▼
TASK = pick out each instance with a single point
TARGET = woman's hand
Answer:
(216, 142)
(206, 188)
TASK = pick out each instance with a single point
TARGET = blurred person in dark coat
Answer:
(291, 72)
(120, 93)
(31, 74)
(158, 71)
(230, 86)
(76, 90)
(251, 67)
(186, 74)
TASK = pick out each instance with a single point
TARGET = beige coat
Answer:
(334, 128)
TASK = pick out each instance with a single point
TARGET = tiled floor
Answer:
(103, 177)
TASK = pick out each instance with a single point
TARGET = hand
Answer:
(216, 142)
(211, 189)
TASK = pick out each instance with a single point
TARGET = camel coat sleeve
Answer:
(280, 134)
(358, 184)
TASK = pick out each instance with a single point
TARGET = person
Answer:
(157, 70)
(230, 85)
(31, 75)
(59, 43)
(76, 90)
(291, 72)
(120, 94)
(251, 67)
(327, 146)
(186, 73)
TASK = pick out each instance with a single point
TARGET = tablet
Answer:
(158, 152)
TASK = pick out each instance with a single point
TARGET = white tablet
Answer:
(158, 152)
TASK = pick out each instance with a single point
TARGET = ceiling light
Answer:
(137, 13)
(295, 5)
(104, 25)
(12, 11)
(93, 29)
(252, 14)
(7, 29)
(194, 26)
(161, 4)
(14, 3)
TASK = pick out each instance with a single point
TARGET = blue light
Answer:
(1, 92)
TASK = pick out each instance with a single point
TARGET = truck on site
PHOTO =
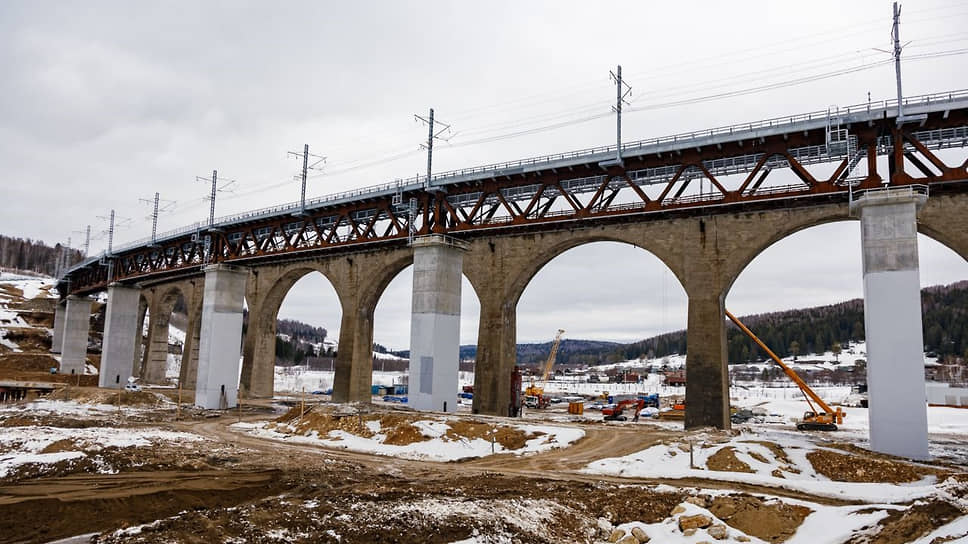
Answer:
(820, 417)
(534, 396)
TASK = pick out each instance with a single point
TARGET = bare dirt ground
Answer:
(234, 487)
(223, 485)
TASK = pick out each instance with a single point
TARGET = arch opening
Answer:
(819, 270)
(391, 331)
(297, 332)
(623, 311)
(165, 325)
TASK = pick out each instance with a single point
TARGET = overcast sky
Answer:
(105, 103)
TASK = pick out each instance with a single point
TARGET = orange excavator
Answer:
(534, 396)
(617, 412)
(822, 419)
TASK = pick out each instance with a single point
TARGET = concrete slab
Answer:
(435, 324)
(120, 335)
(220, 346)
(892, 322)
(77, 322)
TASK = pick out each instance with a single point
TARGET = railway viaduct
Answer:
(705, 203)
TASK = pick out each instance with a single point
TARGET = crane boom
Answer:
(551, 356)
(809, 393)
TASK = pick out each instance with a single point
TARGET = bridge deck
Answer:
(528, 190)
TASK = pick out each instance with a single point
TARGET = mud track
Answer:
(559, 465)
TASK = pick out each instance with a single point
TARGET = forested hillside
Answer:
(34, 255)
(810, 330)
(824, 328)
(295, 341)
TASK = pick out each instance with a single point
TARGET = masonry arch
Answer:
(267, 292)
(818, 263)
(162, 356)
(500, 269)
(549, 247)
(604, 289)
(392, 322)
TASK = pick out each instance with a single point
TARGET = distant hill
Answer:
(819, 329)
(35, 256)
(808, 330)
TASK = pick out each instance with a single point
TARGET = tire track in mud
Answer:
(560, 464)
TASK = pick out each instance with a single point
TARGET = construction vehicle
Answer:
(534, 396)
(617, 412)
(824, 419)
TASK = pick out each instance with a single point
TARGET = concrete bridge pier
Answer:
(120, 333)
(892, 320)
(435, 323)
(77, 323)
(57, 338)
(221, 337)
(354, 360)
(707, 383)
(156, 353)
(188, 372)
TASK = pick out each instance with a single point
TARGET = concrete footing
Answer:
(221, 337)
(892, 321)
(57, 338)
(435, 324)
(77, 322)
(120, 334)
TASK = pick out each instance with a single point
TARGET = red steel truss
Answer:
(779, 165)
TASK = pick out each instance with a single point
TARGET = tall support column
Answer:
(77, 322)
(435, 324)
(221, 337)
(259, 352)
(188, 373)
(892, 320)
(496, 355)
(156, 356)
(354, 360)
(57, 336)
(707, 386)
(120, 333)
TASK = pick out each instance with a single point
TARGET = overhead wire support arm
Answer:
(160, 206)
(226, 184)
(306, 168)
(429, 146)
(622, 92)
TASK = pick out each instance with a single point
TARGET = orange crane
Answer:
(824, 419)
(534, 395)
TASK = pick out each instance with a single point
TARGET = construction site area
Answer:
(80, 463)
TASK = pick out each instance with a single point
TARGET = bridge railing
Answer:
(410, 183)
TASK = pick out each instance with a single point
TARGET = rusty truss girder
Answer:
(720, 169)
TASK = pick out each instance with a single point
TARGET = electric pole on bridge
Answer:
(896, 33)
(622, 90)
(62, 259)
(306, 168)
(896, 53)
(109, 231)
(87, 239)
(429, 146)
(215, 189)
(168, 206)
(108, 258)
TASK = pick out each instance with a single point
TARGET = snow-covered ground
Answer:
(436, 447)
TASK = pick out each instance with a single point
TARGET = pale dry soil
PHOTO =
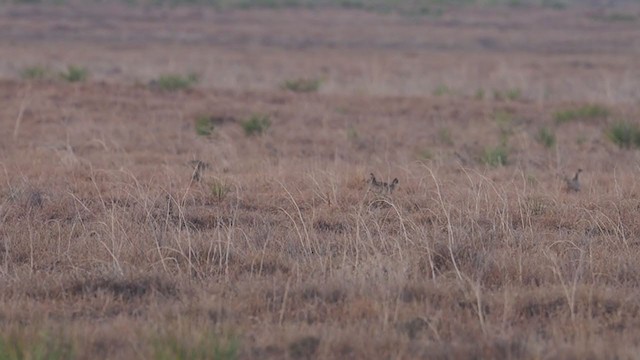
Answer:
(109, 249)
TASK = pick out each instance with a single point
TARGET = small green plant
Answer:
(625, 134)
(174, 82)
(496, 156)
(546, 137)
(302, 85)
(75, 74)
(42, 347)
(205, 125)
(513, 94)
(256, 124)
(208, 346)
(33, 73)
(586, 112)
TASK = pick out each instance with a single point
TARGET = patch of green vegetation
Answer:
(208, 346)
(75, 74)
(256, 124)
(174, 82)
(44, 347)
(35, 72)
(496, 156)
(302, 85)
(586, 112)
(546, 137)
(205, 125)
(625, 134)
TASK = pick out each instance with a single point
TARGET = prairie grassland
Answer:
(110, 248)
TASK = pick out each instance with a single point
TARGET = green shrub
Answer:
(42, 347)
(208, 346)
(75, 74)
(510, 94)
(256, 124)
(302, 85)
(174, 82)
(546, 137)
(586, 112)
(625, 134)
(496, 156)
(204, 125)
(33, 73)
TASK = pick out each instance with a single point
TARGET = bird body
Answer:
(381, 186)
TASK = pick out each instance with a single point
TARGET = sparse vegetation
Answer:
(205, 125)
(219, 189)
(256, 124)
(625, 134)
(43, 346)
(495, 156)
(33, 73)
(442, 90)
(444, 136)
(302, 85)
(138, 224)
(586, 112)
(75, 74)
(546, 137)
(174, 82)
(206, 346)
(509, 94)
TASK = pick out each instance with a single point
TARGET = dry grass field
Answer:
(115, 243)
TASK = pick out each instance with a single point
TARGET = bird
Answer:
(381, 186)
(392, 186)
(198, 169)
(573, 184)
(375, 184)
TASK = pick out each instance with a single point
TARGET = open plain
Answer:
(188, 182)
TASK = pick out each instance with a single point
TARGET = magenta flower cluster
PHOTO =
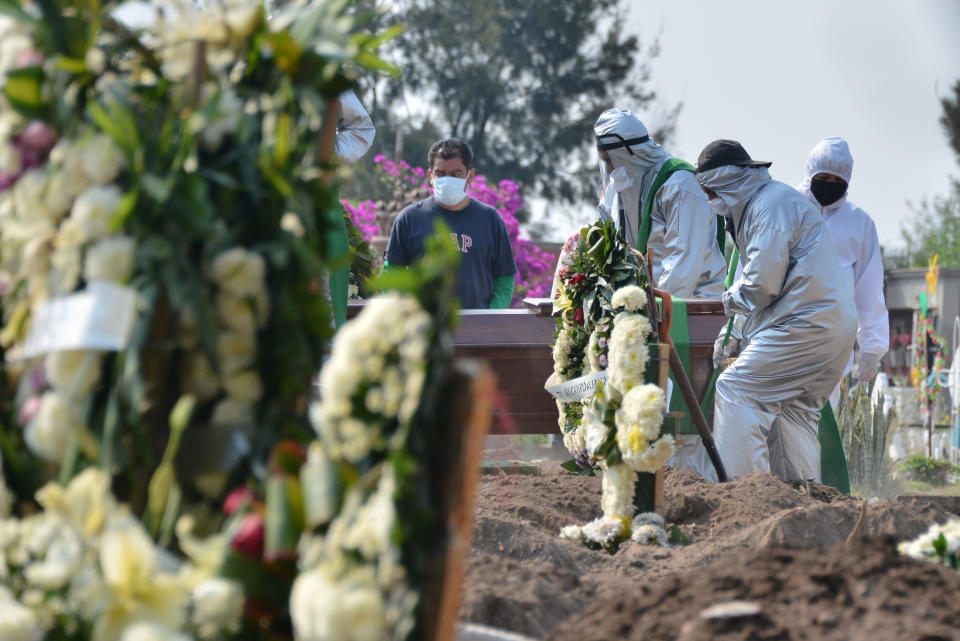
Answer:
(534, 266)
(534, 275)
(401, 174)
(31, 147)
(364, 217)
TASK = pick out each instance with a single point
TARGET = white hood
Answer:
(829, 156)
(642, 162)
▲
▼
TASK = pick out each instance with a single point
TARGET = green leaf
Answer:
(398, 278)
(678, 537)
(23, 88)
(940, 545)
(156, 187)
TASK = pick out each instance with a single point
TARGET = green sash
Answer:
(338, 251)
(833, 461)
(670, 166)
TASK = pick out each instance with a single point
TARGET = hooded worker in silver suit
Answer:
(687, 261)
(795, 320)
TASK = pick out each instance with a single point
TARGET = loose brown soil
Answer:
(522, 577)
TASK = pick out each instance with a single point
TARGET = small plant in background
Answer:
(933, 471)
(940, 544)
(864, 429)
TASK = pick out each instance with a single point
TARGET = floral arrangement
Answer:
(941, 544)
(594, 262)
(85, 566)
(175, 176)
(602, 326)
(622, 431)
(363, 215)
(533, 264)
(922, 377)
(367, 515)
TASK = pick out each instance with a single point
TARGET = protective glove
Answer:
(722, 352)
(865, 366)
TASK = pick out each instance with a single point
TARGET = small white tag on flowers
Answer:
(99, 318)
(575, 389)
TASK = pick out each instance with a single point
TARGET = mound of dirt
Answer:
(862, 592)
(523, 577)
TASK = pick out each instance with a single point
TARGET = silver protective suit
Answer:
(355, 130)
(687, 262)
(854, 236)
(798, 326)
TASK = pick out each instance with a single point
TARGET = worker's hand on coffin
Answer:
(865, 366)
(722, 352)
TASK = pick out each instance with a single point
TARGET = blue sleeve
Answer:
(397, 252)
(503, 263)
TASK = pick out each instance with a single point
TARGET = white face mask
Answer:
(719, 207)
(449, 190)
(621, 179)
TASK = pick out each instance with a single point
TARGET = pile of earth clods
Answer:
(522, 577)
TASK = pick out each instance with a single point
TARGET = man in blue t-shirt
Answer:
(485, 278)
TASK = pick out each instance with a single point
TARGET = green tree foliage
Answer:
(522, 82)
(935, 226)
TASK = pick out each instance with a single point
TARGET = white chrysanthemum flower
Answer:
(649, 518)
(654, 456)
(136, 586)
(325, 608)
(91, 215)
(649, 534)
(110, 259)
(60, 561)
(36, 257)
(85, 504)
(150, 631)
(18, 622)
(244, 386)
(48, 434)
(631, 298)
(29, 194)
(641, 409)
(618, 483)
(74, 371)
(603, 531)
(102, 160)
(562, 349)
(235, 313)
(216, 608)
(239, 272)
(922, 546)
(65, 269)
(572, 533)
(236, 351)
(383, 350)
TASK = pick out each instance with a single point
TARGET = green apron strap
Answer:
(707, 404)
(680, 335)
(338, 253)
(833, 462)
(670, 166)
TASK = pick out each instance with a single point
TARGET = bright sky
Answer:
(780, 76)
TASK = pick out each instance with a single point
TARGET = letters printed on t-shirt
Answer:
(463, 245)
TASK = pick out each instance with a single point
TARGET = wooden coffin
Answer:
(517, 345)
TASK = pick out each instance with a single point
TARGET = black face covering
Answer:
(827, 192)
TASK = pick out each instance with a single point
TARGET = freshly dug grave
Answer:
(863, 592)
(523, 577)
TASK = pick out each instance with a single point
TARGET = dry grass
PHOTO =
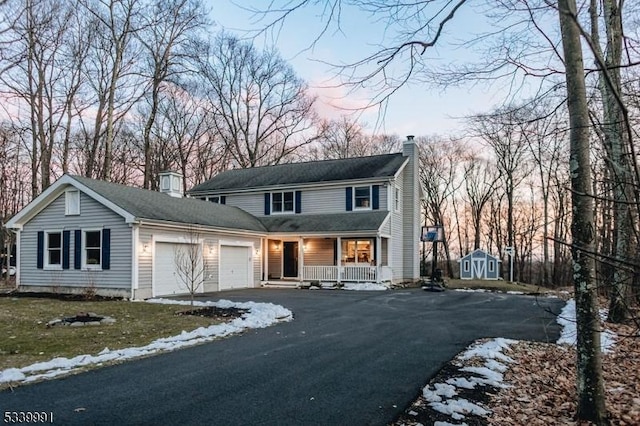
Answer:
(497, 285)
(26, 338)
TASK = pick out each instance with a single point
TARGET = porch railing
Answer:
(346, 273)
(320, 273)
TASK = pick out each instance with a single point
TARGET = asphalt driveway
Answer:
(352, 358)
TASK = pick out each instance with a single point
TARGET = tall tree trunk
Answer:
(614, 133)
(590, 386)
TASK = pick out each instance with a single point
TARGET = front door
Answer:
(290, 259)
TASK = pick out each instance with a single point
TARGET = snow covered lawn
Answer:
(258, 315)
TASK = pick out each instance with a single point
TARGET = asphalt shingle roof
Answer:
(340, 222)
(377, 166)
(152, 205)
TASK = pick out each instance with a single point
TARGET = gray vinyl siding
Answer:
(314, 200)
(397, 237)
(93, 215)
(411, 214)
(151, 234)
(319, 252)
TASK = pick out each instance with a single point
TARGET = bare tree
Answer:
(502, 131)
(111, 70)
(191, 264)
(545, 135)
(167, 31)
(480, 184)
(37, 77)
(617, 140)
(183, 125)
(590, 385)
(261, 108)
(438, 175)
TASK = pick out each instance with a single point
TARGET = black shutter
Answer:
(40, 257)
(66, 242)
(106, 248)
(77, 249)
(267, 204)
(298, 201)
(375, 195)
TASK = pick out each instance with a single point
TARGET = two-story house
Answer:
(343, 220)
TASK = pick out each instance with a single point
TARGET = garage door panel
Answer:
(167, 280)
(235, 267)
▲
▼
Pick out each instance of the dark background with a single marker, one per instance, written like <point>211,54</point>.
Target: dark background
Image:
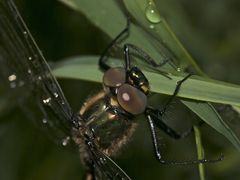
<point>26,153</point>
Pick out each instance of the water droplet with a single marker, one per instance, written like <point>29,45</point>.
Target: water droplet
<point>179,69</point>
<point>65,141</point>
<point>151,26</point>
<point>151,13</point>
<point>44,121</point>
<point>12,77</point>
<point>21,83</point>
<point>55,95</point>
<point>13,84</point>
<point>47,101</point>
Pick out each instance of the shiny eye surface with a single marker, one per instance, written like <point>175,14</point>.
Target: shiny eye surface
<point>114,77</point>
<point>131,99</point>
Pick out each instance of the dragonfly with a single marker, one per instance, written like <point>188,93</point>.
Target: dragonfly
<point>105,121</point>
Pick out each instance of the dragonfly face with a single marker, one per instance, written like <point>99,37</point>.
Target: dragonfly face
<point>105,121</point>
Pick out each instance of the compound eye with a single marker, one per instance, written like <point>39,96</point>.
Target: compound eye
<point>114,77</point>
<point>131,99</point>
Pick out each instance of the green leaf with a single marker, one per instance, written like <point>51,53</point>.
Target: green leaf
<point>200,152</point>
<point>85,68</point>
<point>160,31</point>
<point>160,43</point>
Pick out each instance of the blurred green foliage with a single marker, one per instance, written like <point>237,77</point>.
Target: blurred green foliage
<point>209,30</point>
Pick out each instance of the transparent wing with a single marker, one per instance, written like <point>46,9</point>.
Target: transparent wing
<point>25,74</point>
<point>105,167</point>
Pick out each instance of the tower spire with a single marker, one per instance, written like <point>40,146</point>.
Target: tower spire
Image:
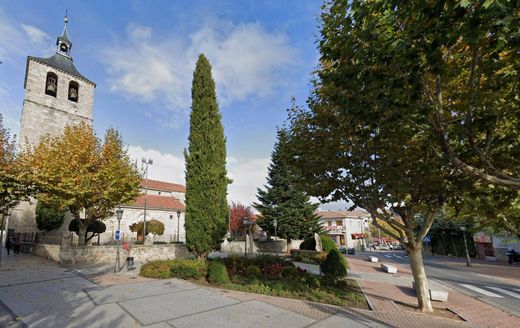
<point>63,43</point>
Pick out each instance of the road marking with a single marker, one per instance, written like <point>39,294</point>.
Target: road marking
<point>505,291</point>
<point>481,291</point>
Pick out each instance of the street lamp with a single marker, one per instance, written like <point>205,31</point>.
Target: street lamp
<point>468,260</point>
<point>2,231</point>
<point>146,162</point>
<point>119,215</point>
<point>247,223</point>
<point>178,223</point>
▲
WHAT IS NEEDED:
Could you repeat exactly the lines above from the line with "TARGET = asphalt shingle roof" up to and including the line with "TARGET = black shutter", and only those?

SOLUTION:
TARGET = asphalt shingle roof
Answer:
(340, 222)
(377, 166)
(152, 205)
TASK = pick out each instance with a single point
TARGET = gray vinyl siding
Answer:
(314, 200)
(397, 237)
(93, 215)
(411, 214)
(151, 234)
(319, 252)
TASK = pick out each instance with a single point
TARGET = bare tree
Answer:
(502, 131)
(111, 70)
(191, 264)
(545, 135)
(167, 31)
(480, 184)
(37, 77)
(617, 140)
(183, 125)
(590, 385)
(261, 108)
(438, 175)
TASK = pick out each instance with a single point
TARGET = black shutter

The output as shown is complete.